• The problem: Will you extract the entries word for word? Images should not appear in the copy.
____________________
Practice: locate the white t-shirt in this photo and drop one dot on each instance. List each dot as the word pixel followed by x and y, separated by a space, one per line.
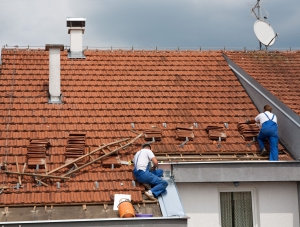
pixel 261 118
pixel 142 158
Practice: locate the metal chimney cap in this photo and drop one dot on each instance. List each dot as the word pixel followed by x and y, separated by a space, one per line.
pixel 77 22
pixel 60 46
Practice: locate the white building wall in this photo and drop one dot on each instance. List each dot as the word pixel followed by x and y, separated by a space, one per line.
pixel 54 73
pixel 275 203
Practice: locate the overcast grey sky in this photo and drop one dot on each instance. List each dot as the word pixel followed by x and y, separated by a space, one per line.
____________________
• Written solution:
Practice: locate the white t-shirt in this photo and drop one dot on each instance. List each dot as the word pixel followed by x and y, separated by a space, one per line.
pixel 261 118
pixel 142 158
Practice: locate the metal chimney cap in this photo and drop one dot on each instance. List each dot as the word pixel followed by x and y, separated by a space, one per line.
pixel 77 22
pixel 60 46
Practice: locate the white building wall in this photo and drop one dot on each instance. List each dot as the word pixel followed by x and y, separated by a space, one per line.
pixel 54 73
pixel 275 203
Practice: locate the overcast grey sky in this photo and drop one dot on each instance. List each dot as the word pixel followed by x and y, separated by a space, one per line.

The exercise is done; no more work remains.